Na het overlijden van zijn zus zorgt Luigino voor haar zeven kinderen: 'Lala zorgt dat alles blijft groeien'

Body & Mind

Na het overlijden van zijn zus zorgt Luigino voor haar zeven kinderen: 'Lala zorgt dat alles blijft groeien'

Redactie
Door

Redactie

Gepubliceerd op

17 maart 2025 om 21:00

Bron / Fotografie

interview Caroline van Mourik, fotografie Dario & Misja

Gepubliceerd op

17 maart 2025 om 21:00

Bron / Fotografie

interview Caroline van Mourik, fotografie Dario & Misja

Twee jaar geleden overleed de zus van Luigino Hooi totaal onverwachts op veertigjarige leeftijd. Samen met zijn moeder zorgt hij nu voor haar zeven kinderen. Voor &C's maartnummer deelde hij zijn verhaal.

Luigino (31): ''Als ik dood ben, moet jij voor mijn kinderen zorgen,' zei mijn zus Ludgerda vaak. Mijn standaard reactie: 'Ik dacht het niet!' Ze bracht het als grapje, maar ik proefde de serieuze ondertoon erin. Van de gedachte alleen al kreeg ik een error. Ik werk met kinderen, eerst in de kinderopvang en jeugdzorg, en nu alweer jaren in het basisonderwijs. Ik geef om hen allemaal, maar alsjeblieft zeg, laat mij nog heel lang een vrije vogel zijn. Vlak voor haar overlijden benoemde zij het ook weer, terwijl niets er toen op wees dat ze daadwerkelijk zou sterven. Wist ik veel dat het kort daarna zou uitkomen.'

Grote broer 'Mijn zus noemde zichzelf Lala en ook voor ons werd dat haar naam. Zij was de oudste, toch was ik altijd al de grote broer. Waarom weet ik niet precies, op de een of andere manier pakte ik toen al die rol. Nog steeds kijkt iedereen naar mij als er wat is: wat vindt Luigino ervan? Samen met mijn moeder en broertje vormen we een hecht gezin. We hebben een grote Antilliaanse familie. Toen mijn oma nog leefde, waren we elke zondag met alle ooms, tantes en kinderen bij haar en nog steeds zien we elkaar regelmatig. Ik hield van mijn zus, maar vond haar toen ik jonger was ook vaak irritant. Zij was van de grapjes, plaagde mij graag met flauwe opmerkingen over mijn outfits.

Op mijn twaalfde werd ik voor de eerste keer oom Luigino. Ik ben gek op al mijn neefjes en nichtjes, maar ik vond er altijd wel wat van als Lala weer zwanger was. Het was echt haar grote droom. 'Later wil ik zeven kinderen,' riep ze als meisje al. Van die kinderwens begreep ik als jonge jongen weinig. Zelf wilde ik misschien helemaal geen kinderen. Lala was een alleenstaande moeder, net als onze moeder die haar drie kinderen in haar eentje heeft opgevoed. De twee vaders van haar kinderen waren nauwelijks in beeld, net als onze eigen vader dat nooit was.

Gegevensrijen
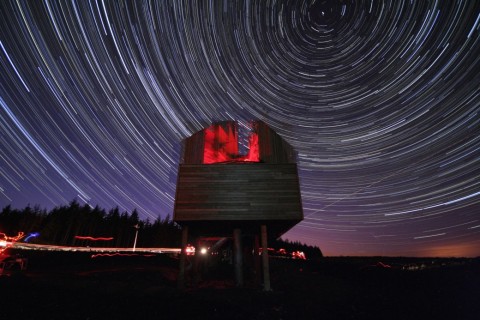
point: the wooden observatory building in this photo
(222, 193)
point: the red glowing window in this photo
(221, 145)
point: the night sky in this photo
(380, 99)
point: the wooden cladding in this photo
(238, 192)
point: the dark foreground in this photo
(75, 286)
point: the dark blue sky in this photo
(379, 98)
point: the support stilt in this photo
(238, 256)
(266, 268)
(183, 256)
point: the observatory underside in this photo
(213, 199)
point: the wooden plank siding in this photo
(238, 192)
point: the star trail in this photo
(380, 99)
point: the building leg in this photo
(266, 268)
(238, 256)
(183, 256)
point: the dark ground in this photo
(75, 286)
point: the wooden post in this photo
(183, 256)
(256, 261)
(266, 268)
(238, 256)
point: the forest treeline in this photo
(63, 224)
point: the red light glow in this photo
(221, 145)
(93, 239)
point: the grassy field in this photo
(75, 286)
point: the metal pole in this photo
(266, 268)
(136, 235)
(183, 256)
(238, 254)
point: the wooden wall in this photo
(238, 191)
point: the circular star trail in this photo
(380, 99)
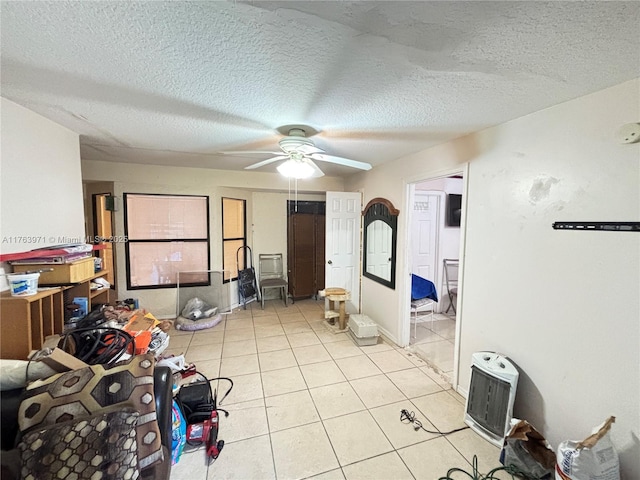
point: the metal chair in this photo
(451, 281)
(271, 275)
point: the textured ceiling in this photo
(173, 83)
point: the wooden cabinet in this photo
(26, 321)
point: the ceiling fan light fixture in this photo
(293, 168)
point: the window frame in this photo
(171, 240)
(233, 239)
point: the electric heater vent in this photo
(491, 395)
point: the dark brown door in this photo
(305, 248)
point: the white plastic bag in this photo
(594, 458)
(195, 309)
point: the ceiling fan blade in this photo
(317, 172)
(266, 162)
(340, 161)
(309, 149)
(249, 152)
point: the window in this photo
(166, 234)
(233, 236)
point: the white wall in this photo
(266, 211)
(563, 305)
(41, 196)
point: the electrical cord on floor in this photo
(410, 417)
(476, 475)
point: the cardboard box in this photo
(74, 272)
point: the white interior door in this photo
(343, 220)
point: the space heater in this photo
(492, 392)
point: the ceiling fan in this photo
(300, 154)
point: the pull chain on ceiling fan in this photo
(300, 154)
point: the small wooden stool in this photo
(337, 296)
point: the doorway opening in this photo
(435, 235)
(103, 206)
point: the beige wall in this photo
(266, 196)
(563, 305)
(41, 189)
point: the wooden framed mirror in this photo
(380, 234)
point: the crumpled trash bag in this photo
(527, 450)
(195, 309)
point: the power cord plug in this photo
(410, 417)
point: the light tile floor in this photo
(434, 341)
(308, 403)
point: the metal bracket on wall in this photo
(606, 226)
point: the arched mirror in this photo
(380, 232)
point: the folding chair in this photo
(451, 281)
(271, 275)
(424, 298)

==

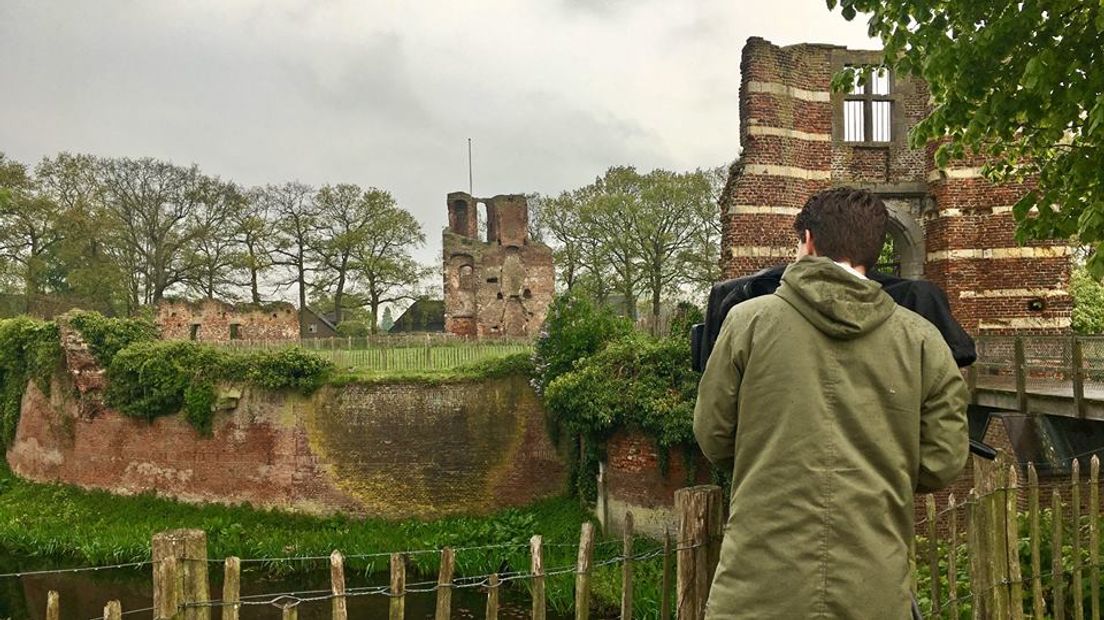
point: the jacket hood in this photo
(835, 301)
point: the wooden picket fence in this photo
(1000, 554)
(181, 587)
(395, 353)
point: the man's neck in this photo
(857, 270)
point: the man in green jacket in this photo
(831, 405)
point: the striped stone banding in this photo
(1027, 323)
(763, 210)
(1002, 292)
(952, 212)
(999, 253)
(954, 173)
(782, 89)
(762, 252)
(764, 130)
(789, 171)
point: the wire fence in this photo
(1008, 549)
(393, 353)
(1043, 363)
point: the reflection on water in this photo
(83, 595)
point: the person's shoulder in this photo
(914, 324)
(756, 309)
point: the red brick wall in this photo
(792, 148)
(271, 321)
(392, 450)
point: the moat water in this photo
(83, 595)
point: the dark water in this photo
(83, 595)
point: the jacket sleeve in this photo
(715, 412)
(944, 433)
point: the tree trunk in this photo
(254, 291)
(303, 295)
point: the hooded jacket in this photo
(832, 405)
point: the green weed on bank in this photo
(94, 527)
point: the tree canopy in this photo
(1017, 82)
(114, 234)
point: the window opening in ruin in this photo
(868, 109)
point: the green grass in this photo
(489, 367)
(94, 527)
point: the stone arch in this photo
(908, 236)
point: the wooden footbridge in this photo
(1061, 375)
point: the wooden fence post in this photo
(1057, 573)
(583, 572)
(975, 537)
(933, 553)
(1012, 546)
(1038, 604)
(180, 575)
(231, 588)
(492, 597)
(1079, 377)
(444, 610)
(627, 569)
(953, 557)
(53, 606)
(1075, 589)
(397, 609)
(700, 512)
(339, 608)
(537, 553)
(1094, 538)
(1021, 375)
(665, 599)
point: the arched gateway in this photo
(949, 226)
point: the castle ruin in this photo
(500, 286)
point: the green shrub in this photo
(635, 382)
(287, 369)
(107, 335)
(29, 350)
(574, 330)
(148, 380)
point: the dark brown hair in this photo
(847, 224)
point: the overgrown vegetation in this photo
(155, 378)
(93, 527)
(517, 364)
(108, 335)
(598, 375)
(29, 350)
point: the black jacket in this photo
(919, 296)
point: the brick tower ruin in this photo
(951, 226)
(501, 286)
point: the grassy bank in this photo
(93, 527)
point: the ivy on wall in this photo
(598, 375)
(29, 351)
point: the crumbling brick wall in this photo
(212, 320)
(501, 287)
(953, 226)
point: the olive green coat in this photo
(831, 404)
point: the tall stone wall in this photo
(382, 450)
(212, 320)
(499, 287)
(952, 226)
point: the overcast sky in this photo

_OPDRACHT A_: Neem uit het interview met Luigino het stuk tussen "Grote broer 'Mijn" en "over mijn outfits." over, beide meegerekend, en verander daarin "zondag" in "zaterdag".
_OPDRACHT B_: Schrijf in de gegevensrijen alle regels tussen de regel met "point: the olive green coat in this photo" en de regel met "point: the overcast sky in this photo" opnieuw uit, beide meegerekend en ook de regels die met "point:" beginnen. Schaal daarbij elke coördinaat met 1,4 en rond af op hele getallen, waarbij je halven naar boven afrondt.

_VOLLEDIG ANTWOORD A_:
Grote broer 'Mijn zus noemde zichzelf Lala en ook voor ons werd dat haar naam. Zij was de oudste, toch was ik altijd al de grote broer. Waarom weet ik niet precies, op de een of andere manier pakte ik toen al die rol. Nog steeds kijkt iedereen naar mij als er wat is: wat vindt Luigino ervan? Samen met mijn moeder en broertje vormen we een hecht gezin. We hebben een grote Antilliaanse familie. Toen mijn oma nog leefde, waren we elke zaterdag met alle ooms, tantes en kinderen bij haar en nog steeds zien we elkaar regelmatig. Ik hield van mijn zus, maar vond haar toen ik jonger was ook vaak irritant. Zij was van de grapjes, plaagde mij graag met flauwe opmerkingen over mijn outfits.

_VOLLEDIG ANTWOORD B_:
point: the olive green coat in this photo
(1163, 566)
point: the tall stone wall in this photo
(535, 630)
(297, 448)
(699, 402)
(1333, 316)
point: the overcast sky in this photo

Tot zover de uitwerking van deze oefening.